● **EXTRAIT DU TEXTE**

Les journaux publient des éditions spéciales où s’accumulent les nouvelles les plus contradictoires, mettant les nerfs des habitants à rude épreuve. Les mariages ne purent avoir lieu. Par ordre de l’autorité militaire l’on refusa de célébrer ceux des mobilisables. Dans les rues, les autos remplies d’officiers commencent à apparaître portant sur la carrosserie les lettres fatidiques « S.M. (Service militaire) ; elles filent rapides de tous les cotés. par contre les tramways sont désorganisés par le départ « des hommes ». Ceux qui circulent sont pris d’assaut par les civils mais aussi par les mobilisés. En cette première journée de mobilisation, les soldats fourmillent à travers les rues. « Il en sort de partout » dira un habitant. Les voies ferrées et leurs ouvrages d’art sont gardés militairement par crainte d’attentats.
Dans les gares, désormais sous les ordres d’officiers, chaque train qui arrivent déversent sont flot de mobilisables. D’autres trains bondés de soldats rejoignent Gand, Anvers ou Malines et l’on voit se côtoyer, chasseurs, guides, artilleurs, etc. Toute une foule bigarrée d’uniformes inonde la gare qui est devenue trop petite .
A cinq heures du soir, les premiers régiments de guide ou de grenadier quittent leurs casernes en tenue de campagne pour rejoindre leurs positions. Les bruxellois commencent alors à s’en prendre aux commerces tenus par des Allemands, ceux-là même qui ont osé troubler leur tranquillité. Rue Neuve, un magasin tenu par un Allemand est mis au pillage comme certains autres aussi. Les magasins « ennemis » restant intacts sont protégés par la police et l’on verra très rapidement des drapeaux belges ou français flotter aux fenêtres probablement pour répondre à l’adage : « le pavillon couvre la marchandise ».
A Anvers, l’agitation fut également considérable. Les navires anglais quittaient le port, tandis que les allemands n’osaient plus sortir de peur d’être capturés par les flottes de guerre. Dans les autres villes la tension se faisait aussi sentir même si certaines villes plus touristiques feignaient de lancer leur saison d’été comme si de rien n’était. Ainsi à Spa, l’on continuait à programmer les fêtes du mois d’août.
Le 1er août, le roi Albert fait un dernier appel (pdf) vibrant à l’empereur Guillaume de Prusse sans passer par la voie diplomatique, en allemand et en invoquant les liens de familles et d’amitié, il lui demande de lui renouveler l’assurance qu’en cas de guerre, il respecterait la neutralité de la Belgique. Bien que la Belgique venait de recevoir l’ultimatum allemand depuis 24 heures, l’empereur adressait le 3 août à 8h20 du soir une lettre (pdf) qui dit en substance : La Belgique tenait encore entre ses mains la possibilité de rester « camarade » avec l’Allemagne, c’est-à-dire en se soumettant à ses ordres. La suprème tentative du roi pour protéger son peuple avait échoué.

● **PARTIES DE L'EXERCICE**
[1] Renvoyez chaque ligne contenant la chaîne « Task », en respectant la casse.
[2] Poursuivez le texte sur la mobilisation en Belgique à partir de sa dernière phrase.
Le texte sur la mobilisation en Belgique n'a aucun lien avec les lignes.

● **LIGNES FOURNIES**
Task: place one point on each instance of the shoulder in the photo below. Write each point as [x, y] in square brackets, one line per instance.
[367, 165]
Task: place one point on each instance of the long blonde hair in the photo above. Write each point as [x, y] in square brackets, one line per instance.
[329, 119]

--

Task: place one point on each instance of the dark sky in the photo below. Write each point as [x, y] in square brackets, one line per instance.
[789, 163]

● **RÉPONSES AUX CONSIGNES**
[1]
Task: place one point on each instance of the shoulder in the photo below. Write each point as [x, y] in square brackets, one line per instance.
Task: place one point on each instance of the long blonde hair in the photo above. Write each point as [x, y] in square brackets, one line per instance.
Task: place one point on each instance of the dark sky in the photo below. Write each point as [x, y] in square brackets, one line per instance.

[2]
Le roi envoya à Guillaume II un bref message de protestation (pdf), écrite, cette fois-ci, en français. Il lui donnait une sévère leçon de probité et d’honneur politique. Le roi déclarait « qu’il n’aurait jamais supposé que l’Allemagne lui donnerait un jour à choisir entre la guerre ou la perte de l’honneur ».
Le dimanche 2 août, le journal « Le soir » publie un interview du ministre d’Allemagne, monsieur von Below-Saleske. Ce dernier déclarait : « L’idée a toujours prévalu chez nous que la neutralité de la Belgique ne serait pas violée, les troupes ne traverserons pas le territoire belge. Des événements graves vont se dérouler. Peut-être, verrez-vous brûler le toit de votre voisin mais l’incendie épargnera votre demeure ». Ce matin-là, le XXe siècle annonçait la déclaration de guerre de l’Allemagne à la Russie et annonça l’information que le Luxembourg avait été attaqué par les Allemands. L’attaché militaire de l’ambassade d’Allemagne exigea une édition spéciale en droit de réponse signalant que l’Allemagne n’avait pas déclaré la guerre à la Russie. Mais l’attaché militaire a simplement signalé que l’Allemagne a du prendre certaines mesures de précaution mais qu’il ne fallait pas en préjugé pour la Belgique. Or n’oublions pas que M. von Below-Saleske a dans sa poche le pli n°87 ! Ayant donné des nouvelles rassurantes à la presse belge, la population a senti un vent d’optimisme soufflé dans toute la capitale.
A midi, M. von Below-Saleske quitta la rue Belliard pour rendre visite au directeur du Ministère des affaires étrangères, monsieur de Gaiffier d’Hestroy pour lui demander amicalement de faciliter le départ pour l’Allemagne des réservistes allemands. M. de Gaiffier d’Hestroy accepta mais en signalant qu’elle ferait de même pour les réservistes français. Presqu’au même moment, le général Mascart, commandant militaire d’Arlon, téléphone au ministère de la guerre pour signaler la capture d’un espion allemand en civil. Après avoir consulté son collègue M. Julien Davignon, Charles de Broqueville, pour éviter tout incident, donna l’ordre de le faire reconduire « immédiatement » à la frontière « avec beaucoup d’égard », ajouta-t-il.
A 15h, M. Julien Davignon prenait connaissance d’une nouvelle grave : toutes les trois minutes un train militaire partait de Cologne pour arriver à Aix-la-Chapelle, c’est-à-dire en direction de la Belgique. L’on conduisit le vice-consul de Belgique à Cologne au grand état-major. Elle ne laissait plus aucun doute sur le sort réservé à la Belgique.
Au ministère des Affaires étrangères, M. Davignon attendait la réponse de von Below-Saleske sur les garanties qu’il pouvait apporté à la neutralité de la Belgique. Un peu avant 19h, ce dernier demanda une audience immédiate. Il venait de recevoir le télégramme en provenance de Berlin lui prescrivant qu’il pouvait donner le pli n°87, renfermant l’ultimatum. En entrant dans le bureau du ministre des Affaires étrangères, il était d’une pâleur affreuse et remis le document à M. Davignon. Comme ce dernier ne connaissait pas l’Allemand, il demanda à von Below-Saleske de traduire. Celui-ci le fit fort courtoisement. (le français était la langue diplomatique. Comme le texte était écrit en allemand, il s’agissait d’un ordre.)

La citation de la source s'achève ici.